Add 19 to every pixel coordinate in the answers to the items below, and write out all the lines again with the requests included.

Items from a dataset
□ □ □
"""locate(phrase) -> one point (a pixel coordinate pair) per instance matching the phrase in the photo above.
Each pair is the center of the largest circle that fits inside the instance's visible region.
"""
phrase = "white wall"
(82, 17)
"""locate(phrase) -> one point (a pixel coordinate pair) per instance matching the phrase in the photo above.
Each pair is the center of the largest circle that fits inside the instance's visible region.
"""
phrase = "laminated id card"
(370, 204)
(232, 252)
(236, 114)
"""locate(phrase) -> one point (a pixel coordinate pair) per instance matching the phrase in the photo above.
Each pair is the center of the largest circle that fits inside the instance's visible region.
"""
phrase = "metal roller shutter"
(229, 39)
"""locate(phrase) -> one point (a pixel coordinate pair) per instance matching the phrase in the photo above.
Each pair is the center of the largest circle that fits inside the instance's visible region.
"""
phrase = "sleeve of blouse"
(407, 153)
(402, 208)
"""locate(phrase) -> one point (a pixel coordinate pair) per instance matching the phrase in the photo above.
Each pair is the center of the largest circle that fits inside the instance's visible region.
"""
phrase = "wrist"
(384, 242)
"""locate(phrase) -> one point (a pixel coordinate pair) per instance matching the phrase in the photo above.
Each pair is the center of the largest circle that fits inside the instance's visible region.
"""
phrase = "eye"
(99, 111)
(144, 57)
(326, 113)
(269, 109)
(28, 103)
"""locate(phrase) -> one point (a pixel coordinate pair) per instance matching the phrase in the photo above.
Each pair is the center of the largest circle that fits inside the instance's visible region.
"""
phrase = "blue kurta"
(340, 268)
□ □ □
> [FULL SOLUTION]
"""locate(phrase) -> one point (a pixel coordinate pair) per instance matching the phrase in the photo above.
Each pair is the center of the largest circle that fits inside the instance's visible region.
"""
phrase = "white wall"
(101, 36)
"""locate(phrase) -> one point (a pixel coordinate pair) per instance matching the phrase in the photo above.
Each pair is the center of the largest circle that fits inside the instance's visible region.
"""
phrase = "laminated id card"
(389, 223)
(251, 271)
(255, 133)
"""locate(phrase) -> one point (a pixel coordinate pair) per instance matching the phrase in the photo above.
Each pair is the center of the largest circle that fits inside the instance's visible region.
"""
phrase = "metal roller shutter"
(248, 58)
"""locate(phrase) -> one point (a pixel coordinate pair) per instance matching the phrase in the photo above.
Each pair is the center of the largest circle that fits inside the instance's visible region.
"""
phrase = "sleeve of blouse"
(426, 172)
(421, 227)
"""locate(phrase) -> one point (a pixel coordinate pair) per instance matching the phrase in the photo above.
Each pair is the center of the largest circle that fits inside the instance's visible region.
"""
phrase = "wrist"
(403, 261)
"""locate(phrase) -> one point (a pixel coordinate pair) per instance matching the phrase in the photo above.
Each pair is the center of the largest circle that fits inside the instance's visible region.
"""
phrase = "eye"
(118, 130)
(163, 76)
(345, 132)
(288, 128)
(47, 122)
"""locate(phrase) -> one point (a pixel coordinate pair) per instance matching the phrase in the photo above.
Each pair is the center of the largest circle that fits inside the instance's visible region.
"""
phrase = "blue kurta"
(359, 287)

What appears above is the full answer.